» **TASK REQUIREMENTS**: Rewrite every record below, replacing "place a marker" with "put a dot" wherever it occurs and leaving everything else unchanged. Omit the pictures from your answer.

##### DATA SECTION

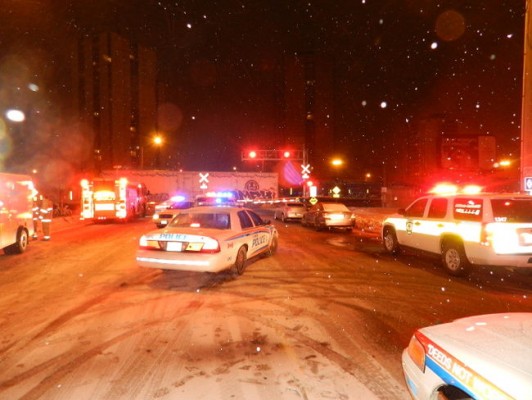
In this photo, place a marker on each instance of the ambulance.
(112, 199)
(16, 200)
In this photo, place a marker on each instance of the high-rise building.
(115, 96)
(309, 105)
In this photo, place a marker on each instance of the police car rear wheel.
(454, 258)
(389, 240)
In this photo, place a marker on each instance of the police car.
(208, 239)
(466, 229)
(164, 215)
(481, 357)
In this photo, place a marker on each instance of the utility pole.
(526, 111)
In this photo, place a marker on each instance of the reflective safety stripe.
(453, 371)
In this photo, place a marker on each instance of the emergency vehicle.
(108, 199)
(465, 228)
(16, 200)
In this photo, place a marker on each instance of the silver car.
(289, 211)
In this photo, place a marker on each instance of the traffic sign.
(528, 183)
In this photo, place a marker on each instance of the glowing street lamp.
(158, 142)
(337, 162)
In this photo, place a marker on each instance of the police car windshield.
(512, 210)
(201, 220)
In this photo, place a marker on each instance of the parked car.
(479, 357)
(208, 239)
(289, 211)
(465, 230)
(163, 216)
(329, 215)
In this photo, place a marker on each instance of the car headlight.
(416, 351)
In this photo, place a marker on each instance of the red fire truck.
(106, 199)
(16, 199)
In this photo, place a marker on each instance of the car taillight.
(416, 351)
(210, 246)
(486, 235)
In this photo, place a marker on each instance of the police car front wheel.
(454, 258)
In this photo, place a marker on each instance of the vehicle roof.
(496, 346)
(334, 206)
(214, 209)
(481, 195)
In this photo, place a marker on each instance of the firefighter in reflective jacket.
(36, 214)
(46, 214)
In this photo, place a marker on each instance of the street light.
(158, 142)
(337, 162)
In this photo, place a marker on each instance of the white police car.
(208, 239)
(466, 229)
(481, 357)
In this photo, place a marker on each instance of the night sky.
(395, 62)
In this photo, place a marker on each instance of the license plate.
(174, 246)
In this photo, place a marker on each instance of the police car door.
(261, 238)
(431, 228)
(409, 233)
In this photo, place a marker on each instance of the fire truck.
(16, 199)
(112, 199)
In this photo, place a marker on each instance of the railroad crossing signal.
(204, 180)
(305, 171)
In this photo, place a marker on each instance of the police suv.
(466, 229)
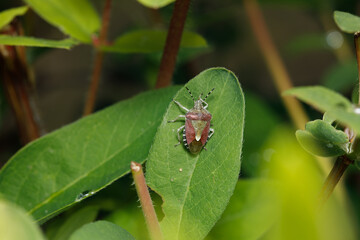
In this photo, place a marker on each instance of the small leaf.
(347, 22)
(318, 147)
(155, 3)
(15, 224)
(196, 188)
(76, 161)
(8, 15)
(36, 42)
(349, 119)
(101, 230)
(326, 132)
(147, 41)
(76, 18)
(251, 211)
(320, 97)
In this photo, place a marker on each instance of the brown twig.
(341, 164)
(151, 220)
(172, 44)
(99, 56)
(17, 81)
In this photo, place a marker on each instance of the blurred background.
(313, 49)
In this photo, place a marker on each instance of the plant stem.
(356, 40)
(99, 56)
(277, 68)
(146, 203)
(333, 178)
(172, 44)
(274, 62)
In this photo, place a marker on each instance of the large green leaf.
(347, 22)
(147, 41)
(155, 3)
(76, 18)
(78, 160)
(8, 15)
(320, 97)
(101, 230)
(196, 188)
(15, 224)
(36, 42)
(251, 211)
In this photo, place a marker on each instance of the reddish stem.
(356, 40)
(151, 220)
(172, 44)
(99, 56)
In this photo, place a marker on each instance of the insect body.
(196, 130)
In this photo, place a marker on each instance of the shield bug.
(196, 131)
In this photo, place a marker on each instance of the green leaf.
(347, 22)
(8, 15)
(15, 224)
(326, 132)
(101, 230)
(73, 163)
(318, 147)
(320, 97)
(75, 221)
(349, 119)
(147, 41)
(322, 139)
(155, 3)
(36, 42)
(76, 18)
(250, 212)
(196, 188)
(342, 76)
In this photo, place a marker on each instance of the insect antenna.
(209, 93)
(190, 94)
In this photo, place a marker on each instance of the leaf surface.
(76, 161)
(147, 41)
(15, 224)
(8, 15)
(347, 22)
(76, 18)
(196, 188)
(251, 211)
(36, 42)
(101, 230)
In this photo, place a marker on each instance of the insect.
(196, 131)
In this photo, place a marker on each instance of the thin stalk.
(277, 68)
(356, 41)
(99, 56)
(341, 164)
(172, 44)
(151, 220)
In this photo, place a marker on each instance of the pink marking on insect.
(196, 131)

##########

» **SOLUTION FOR THIS TASK**:
In this photo, put a dot on each instance of the ambulance.
(112, 199)
(16, 200)
In this photo, put a dot on each instance of the high-rise building.
(115, 96)
(309, 105)
In this photo, put a dot on each instance of the police car rear wheel.
(454, 258)
(389, 240)
In this photo, put a dot on each instance of the police car.
(208, 239)
(466, 229)
(164, 215)
(481, 357)
In this photo, put a dot on each instance of the utility pole.
(526, 111)
In this photo, put a dot on each instance of the reflective safety stripe.
(453, 371)
In this photo, put a dot on each instance of the emergency vehicle.
(108, 199)
(465, 228)
(16, 200)
In this photo, put a dot on each instance of the silver car.
(289, 211)
In this photo, put a dot on each instance of the traffic sign.
(528, 183)
In this photo, put a dot on each instance of the glowing street lamp.
(158, 142)
(337, 162)
In this photo, put a dot on each instance of the police car windshield.
(512, 210)
(201, 220)
In this photo, put a dot on each instance of the parked car.
(479, 357)
(208, 239)
(289, 211)
(465, 230)
(163, 216)
(329, 215)
In this photo, put a dot on each instance of the car headlight.
(416, 351)
In this photo, put a dot on each instance of the red fire truck.
(106, 199)
(16, 199)
In this photo, put a dot on each instance of the car taillight.
(416, 351)
(210, 246)
(486, 235)
In this photo, put a dot on each instance of the police car front wheel.
(454, 258)
In this photo, put a dot on each instance of the vehicle roof.
(496, 346)
(334, 206)
(214, 209)
(481, 195)
In this photo, put a dot on each instance of the firefighter in reflective jacket.
(36, 214)
(46, 214)
In this photo, put a dot on each instance of the street light.
(158, 142)
(337, 162)
In this photo, put a dot on each instance of the white police car.
(208, 239)
(466, 229)
(481, 357)
In this photo, put a dot on each instance of the night sky.
(395, 62)
In this photo, put a dot on each instance of the license plate.
(174, 246)
In this photo, put a dot on each instance of the police car door.
(261, 238)
(431, 228)
(409, 233)
In this photo, put a dot on each instance of the fire truck.
(16, 199)
(112, 199)
In this photo, put a dot on each instance of the railroad crossing signal.
(204, 180)
(305, 171)
In this photo, put a dot on each instance of the police suv.
(466, 229)
In this photo, put a dot on each instance of the small leaf.
(347, 22)
(318, 147)
(155, 3)
(15, 224)
(196, 188)
(76, 161)
(8, 15)
(36, 42)
(349, 119)
(101, 230)
(326, 132)
(147, 41)
(76, 18)
(251, 211)
(320, 97)
In this photo, put a dot on each instance of the brown twig.
(341, 164)
(151, 220)
(172, 44)
(99, 56)
(17, 81)
In this photo, put a dot on each instance of the blurred background.
(313, 49)
In this photo, put a dot on each instance of the plant stem.
(356, 40)
(99, 56)
(277, 68)
(146, 203)
(333, 178)
(172, 44)
(274, 62)
In this photo, put a dot on each instance of the large green leaf.
(347, 22)
(147, 41)
(155, 3)
(76, 18)
(78, 160)
(8, 15)
(320, 97)
(101, 230)
(196, 188)
(15, 224)
(36, 42)
(251, 211)
In this photo, put a dot on each instance of the reddish stem.
(356, 40)
(151, 220)
(172, 44)
(99, 56)
In this photo, put a dot on each instance of the insect body.
(196, 130)
In this photo, put a dot on each instance of the shield bug.
(196, 131)
In this photo, put a dot on each instance of the green leaf.
(347, 22)
(8, 15)
(15, 224)
(326, 132)
(101, 230)
(73, 163)
(318, 147)
(320, 97)
(75, 221)
(349, 119)
(147, 41)
(322, 139)
(155, 3)
(36, 42)
(76, 18)
(250, 212)
(196, 188)
(342, 76)
In this photo, put a dot on each instance of the insect antenna.
(209, 93)
(190, 94)
In this photo, put a dot on each instance of the leaf surface.
(76, 161)
(147, 41)
(15, 224)
(8, 15)
(347, 22)
(76, 18)
(196, 188)
(251, 211)
(36, 42)
(101, 230)
In this photo, put a dot on each instance of the insect.
(196, 131)
In this photo, put a dot on each instance of the thin stalk.
(277, 68)
(356, 41)
(99, 56)
(341, 164)
(172, 44)
(151, 220)
In this photo, put a dot on each instance of the pink marking on insect.
(196, 131)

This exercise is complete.